— Extracted text —

○ ○ ○ ○

Maine Central Railroad v. Halperin

381 A.2d 8 | Me. | 1977

WERNICK, Justice.

On motion for reconsideration.

Plaintiff Maine Central has moved for reconsideration of the Court’s November 16, 1977 opinion in this case. 379 A.2d 980. Maine Central’s motion asks us to address the issue

“whether the imposition of the Maine Railroad Excise Tax under the specific circumstances affecting Maine Central’s ‘net railway operating income’ in 1974 contravened the Commerce [Clause]

Maine Central suggests that this question became obscured, inadvertently, in the attention concentrated on the broader argument that it is facially unconstitutional to include incentive per diem income in the “net railway operating income” used to compute the excise tax on railroads. Although we are satisfied that in its fundamental import our original opinion sufficiently covered the “as applied” issue now being raised, in the interest of full clarity we deem it appropriate to add a clarifying supplement. It is true that in our original opinion we gave extensive consideration to the “unique combination of circumstances” which occurred in 1974 in arriving at our decision reviewing Maine Central’s challenge predicated on the Supremacy Clause of the Constitution of the United States, a decision which Maine Central has not asked us to reconsider.1 We did not, however, ignore the 1974 circumstances in addressing the Commerce Clause question. On that issue the purport of our decision was that even in relation to the special circumstances of 1974, the application of the mileage apportionment formula to net railway operating income did not contravene the Commerce Clause.

○ ○ ○ ○

— Items —
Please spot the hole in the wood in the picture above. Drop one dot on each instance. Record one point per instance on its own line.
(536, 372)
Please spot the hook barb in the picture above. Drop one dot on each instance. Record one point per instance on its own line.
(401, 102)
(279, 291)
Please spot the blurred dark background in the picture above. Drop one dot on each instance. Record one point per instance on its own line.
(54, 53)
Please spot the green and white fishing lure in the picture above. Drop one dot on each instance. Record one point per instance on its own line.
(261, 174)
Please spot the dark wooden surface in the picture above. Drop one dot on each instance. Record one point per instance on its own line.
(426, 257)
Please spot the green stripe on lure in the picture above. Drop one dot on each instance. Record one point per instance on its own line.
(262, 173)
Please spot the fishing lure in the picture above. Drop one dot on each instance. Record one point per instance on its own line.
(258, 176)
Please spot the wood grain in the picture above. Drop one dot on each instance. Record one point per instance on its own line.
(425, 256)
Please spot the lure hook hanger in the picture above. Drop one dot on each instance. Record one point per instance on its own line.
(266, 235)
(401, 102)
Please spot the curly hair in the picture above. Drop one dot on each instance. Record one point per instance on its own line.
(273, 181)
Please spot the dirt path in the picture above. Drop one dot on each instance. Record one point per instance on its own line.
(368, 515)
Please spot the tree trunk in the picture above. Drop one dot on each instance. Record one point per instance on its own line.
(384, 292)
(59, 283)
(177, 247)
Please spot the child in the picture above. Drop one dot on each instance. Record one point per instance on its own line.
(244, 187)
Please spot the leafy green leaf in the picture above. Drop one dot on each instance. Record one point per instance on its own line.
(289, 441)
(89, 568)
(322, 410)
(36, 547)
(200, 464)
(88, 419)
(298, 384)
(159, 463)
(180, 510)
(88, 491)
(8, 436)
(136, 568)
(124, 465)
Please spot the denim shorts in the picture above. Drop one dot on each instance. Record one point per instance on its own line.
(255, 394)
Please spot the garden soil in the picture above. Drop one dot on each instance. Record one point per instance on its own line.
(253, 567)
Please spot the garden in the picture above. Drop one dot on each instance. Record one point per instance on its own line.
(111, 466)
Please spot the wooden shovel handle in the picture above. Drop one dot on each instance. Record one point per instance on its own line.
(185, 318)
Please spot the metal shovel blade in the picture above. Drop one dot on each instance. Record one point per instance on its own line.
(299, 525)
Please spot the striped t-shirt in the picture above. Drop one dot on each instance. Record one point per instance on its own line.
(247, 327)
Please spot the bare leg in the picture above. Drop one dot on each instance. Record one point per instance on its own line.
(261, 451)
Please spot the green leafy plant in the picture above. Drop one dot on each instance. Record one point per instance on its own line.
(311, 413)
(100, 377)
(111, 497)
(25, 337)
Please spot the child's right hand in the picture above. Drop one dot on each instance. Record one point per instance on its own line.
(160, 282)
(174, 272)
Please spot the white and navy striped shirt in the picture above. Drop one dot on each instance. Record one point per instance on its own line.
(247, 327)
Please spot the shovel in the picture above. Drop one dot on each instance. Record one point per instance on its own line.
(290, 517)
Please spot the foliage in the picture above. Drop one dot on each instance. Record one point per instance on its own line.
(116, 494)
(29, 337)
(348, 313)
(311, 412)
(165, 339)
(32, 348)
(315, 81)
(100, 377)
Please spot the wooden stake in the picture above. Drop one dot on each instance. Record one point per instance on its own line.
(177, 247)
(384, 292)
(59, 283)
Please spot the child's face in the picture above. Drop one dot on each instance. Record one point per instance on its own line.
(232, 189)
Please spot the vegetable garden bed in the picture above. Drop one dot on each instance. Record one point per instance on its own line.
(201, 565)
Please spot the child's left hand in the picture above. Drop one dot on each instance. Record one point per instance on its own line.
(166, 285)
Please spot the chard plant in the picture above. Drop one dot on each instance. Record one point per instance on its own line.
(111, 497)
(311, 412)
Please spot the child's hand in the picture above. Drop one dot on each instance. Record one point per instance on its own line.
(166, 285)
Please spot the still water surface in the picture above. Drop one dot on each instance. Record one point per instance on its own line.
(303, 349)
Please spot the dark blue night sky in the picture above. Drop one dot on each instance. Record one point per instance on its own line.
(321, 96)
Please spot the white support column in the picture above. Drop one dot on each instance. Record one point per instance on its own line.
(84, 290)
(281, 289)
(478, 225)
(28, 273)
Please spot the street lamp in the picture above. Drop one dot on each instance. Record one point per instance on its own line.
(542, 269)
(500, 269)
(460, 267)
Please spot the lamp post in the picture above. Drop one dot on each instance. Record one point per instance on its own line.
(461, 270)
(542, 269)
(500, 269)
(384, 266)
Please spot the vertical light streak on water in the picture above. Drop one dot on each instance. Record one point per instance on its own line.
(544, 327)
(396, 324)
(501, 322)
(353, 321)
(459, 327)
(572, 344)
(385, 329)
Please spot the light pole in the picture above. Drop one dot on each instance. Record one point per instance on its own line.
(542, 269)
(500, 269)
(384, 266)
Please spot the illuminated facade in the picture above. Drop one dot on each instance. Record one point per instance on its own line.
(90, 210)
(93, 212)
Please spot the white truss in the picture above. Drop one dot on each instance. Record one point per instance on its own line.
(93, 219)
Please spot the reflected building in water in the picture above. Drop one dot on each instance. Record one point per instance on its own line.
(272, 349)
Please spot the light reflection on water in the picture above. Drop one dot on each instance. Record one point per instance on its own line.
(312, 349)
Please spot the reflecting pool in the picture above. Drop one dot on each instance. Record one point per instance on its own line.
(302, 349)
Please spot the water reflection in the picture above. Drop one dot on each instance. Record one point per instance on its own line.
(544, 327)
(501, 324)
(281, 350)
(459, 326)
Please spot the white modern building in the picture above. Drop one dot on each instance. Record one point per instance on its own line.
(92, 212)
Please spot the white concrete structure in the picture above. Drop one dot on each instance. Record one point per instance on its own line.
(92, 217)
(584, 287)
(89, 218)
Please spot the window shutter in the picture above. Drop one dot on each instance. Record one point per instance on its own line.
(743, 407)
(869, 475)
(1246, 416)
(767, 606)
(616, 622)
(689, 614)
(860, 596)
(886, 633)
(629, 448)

○ ○ ○ ○

— Your objective —
Return the court opinion word for word, in full. The items have no connection to the court opinion.

— Reply —
Maine Central Railroad v. Halperin

381 A.2d 8 | Me. | 1977

WERNICK, Justice.

On motion for reconsideration.

Plaintiff Maine Central has moved for reconsideration of the Court’s November 16, 1977 opinion in this case. 379 A.2d 980. Maine Central’s motion asks us to address the issue

“whether the imposition of the Maine Railroad Excise Tax under the specific circumstances affecting Maine Central’s ‘net railway operating income’ in 1974 contravened the Commerce [Clause]

Maine Central suggests that this question became obscured, inadvertently, in the attention concentrated on the broader argument that it is facially unconstitutional to include incentive per diem income in the “net railway operating income” used to compute the excise tax on railroads. Although we are satisfied that in its fundamental import our original opinion sufficiently covered the “as applied” issue now being raised, in the interest of full clarity we deem it appropriate to add a clarifying supplement. It is true that in our original opinion we gave extensive consideration to the “unique combination of circumstances” which occurred in 1974 in arriving at our decision reviewing Maine Central’s challenge predicated on the Supremacy Clause of the Constitution of the United States, a decision which Maine Central has not asked us to reconsider.1 We did not, however, ignore the 1974 circumstances in addressing the Commerce Clause question. On that issue the purport of our decision was that even in relation to the special circumstances of 1974, the application of the mileage apportionment formula to net railway operating income did not contravene the Commerce Clause.